### Picture annotation records:
** start **

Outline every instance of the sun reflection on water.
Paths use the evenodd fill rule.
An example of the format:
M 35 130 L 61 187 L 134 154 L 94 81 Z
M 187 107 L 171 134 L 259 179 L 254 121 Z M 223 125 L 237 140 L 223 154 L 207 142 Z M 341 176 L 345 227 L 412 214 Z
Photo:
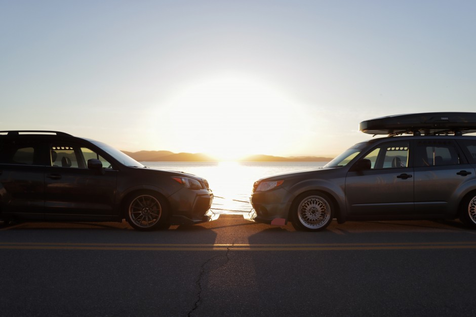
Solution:
M 323 162 L 143 162 L 153 168 L 182 171 L 206 178 L 215 195 L 214 212 L 243 214 L 251 210 L 250 195 L 259 178 L 297 170 L 315 169 Z

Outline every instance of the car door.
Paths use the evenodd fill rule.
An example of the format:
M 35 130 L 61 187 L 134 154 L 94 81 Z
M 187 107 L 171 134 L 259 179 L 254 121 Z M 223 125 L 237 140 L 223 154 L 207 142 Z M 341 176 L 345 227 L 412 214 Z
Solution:
M 67 142 L 52 143 L 50 155 L 45 173 L 46 219 L 99 221 L 117 214 L 118 171 L 107 160 L 87 146 Z M 103 168 L 88 168 L 91 158 L 100 160 Z
M 442 215 L 462 184 L 476 177 L 454 141 L 432 139 L 415 141 L 415 208 L 419 214 Z
M 0 145 L 0 208 L 4 214 L 43 219 L 42 152 L 41 144 L 31 140 L 4 140 Z
M 413 213 L 414 177 L 413 169 L 409 166 L 410 153 L 408 141 L 385 142 L 364 156 L 370 168 L 350 168 L 345 179 L 349 215 Z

** end **

### STATED PROBLEM:
Reproduce all of the records above word for word, omitting the pictures from your copy.

### COMPLETE RESPONSE:
Outline every instance of the sun reflection on water.
Paths use the evenodd fill rule.
An example of the format:
M 35 130 L 61 187 L 134 154 L 94 81 Z
M 187 107 L 171 134 L 259 179 L 254 121 Z M 223 125 L 237 140 L 223 154 L 207 142 Z M 341 176 L 345 227 L 412 214 Z
Photo:
Solution:
M 323 162 L 143 162 L 153 168 L 182 171 L 206 178 L 215 195 L 214 212 L 243 214 L 251 210 L 250 195 L 259 178 L 297 170 L 315 169 Z

Outline every instance of the car door.
Paths use the evenodd fill rule.
An example of the format:
M 35 130 L 61 187 L 134 154 L 94 81 Z
M 187 107 L 171 134 L 259 179 L 254 121 Z M 223 125 L 237 140 L 223 154 L 207 142 Z M 341 176 L 345 227 L 412 214 Z
Solution:
M 67 142 L 52 143 L 50 155 L 45 173 L 46 219 L 99 221 L 117 214 L 118 171 L 107 160 L 87 146 Z M 103 168 L 88 168 L 91 158 L 100 160 Z
M 442 215 L 462 184 L 476 177 L 454 141 L 432 139 L 415 141 L 415 208 L 419 214 Z
M 0 145 L 0 208 L 4 214 L 43 219 L 42 152 L 41 144 L 31 140 L 4 140 Z
M 413 213 L 414 177 L 413 169 L 409 166 L 410 153 L 408 141 L 385 142 L 364 156 L 370 168 L 350 168 L 345 179 L 349 215 Z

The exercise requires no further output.